▶ [Problem description] Using the extract on India's terror insurance pool, explain why the IRDA chairman expects the pool to grow. Answer in one to three sentences.

▶ [Extract]
--*--

Created post the attack on the World Trade Centre in 2001 the pool has a corpus of over Rs 1,000 crore (US$200 million), and allows an insurer to withdraw to the extent of Rs 750 crore (US$150 million) per location. The insurance regulator is now seriously considering increasing this corpus due to increased vulnerability.

IRDA chairman J Hari Narayan told the Hindu that the insurance pool, created at the behest of the IRDA for the non-life sector, would grow as insurance companies were bound to be buffeted by growing claims.
While loss of life due to terrorist strikes is already covered by most life insurance policies, Mr. Narayan told the Hindu: “Terror insurance products are bound to be upgraded and the rate of premium might change depending upon the evolution of new products that the industry may come up with.”

The Indian insurance sector, a growing industry is undergoing several changes.In the short term the industry is looking at improving customer satisfaction by speeding up the claims process, outsourcing non-core activities and improving distribution through e-sales, e-marketing and payment of premium through re-charge coupons.

The insurance sector which currently includes 21 life insurance companies and 20 non-life insurance companies is also in the process of finalizing a framework for mergers and acquisitions (M&A), the draft of which is expected to be completed by early next year.

--*--

▶ [Records provided]
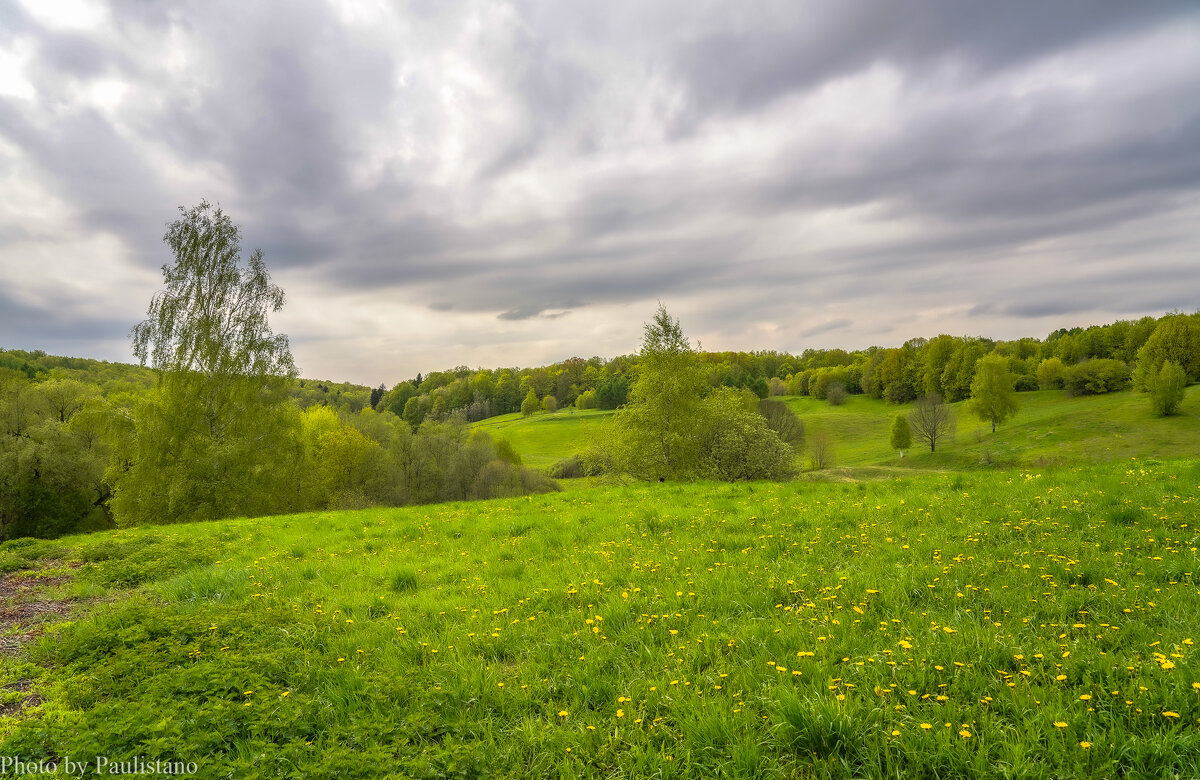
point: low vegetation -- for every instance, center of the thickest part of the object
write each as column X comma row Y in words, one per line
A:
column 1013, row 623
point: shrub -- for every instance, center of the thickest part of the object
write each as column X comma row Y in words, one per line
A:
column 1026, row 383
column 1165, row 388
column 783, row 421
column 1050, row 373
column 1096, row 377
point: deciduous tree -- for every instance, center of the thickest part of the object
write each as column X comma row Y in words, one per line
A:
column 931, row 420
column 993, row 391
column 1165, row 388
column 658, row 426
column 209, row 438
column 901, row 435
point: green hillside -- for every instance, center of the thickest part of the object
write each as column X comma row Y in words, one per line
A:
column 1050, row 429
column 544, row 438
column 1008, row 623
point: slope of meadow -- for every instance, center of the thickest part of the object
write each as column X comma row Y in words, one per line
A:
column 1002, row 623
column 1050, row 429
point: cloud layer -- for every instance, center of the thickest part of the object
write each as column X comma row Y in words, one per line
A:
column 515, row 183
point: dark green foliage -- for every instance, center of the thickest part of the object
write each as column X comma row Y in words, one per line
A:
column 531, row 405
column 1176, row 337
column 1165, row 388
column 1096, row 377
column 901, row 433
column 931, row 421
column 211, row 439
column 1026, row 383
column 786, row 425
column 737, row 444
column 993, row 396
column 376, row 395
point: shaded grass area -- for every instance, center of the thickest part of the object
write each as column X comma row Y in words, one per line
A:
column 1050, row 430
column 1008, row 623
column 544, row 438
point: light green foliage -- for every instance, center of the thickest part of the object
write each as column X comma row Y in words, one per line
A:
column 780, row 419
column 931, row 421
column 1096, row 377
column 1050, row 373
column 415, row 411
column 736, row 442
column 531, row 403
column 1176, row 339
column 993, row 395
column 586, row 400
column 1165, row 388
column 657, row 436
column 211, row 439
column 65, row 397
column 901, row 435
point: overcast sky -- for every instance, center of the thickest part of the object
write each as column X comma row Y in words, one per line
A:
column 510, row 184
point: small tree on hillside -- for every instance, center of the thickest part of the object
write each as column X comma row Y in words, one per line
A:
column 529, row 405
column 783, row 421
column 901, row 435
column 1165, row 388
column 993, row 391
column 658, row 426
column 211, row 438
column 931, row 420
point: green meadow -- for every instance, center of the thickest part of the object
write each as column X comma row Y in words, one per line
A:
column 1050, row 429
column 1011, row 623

--*--

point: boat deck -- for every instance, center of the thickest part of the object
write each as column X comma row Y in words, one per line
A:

--*--

▶ [Completed task] He expects the pool to grow because insurance companies are bound to be buffeted by growing claims.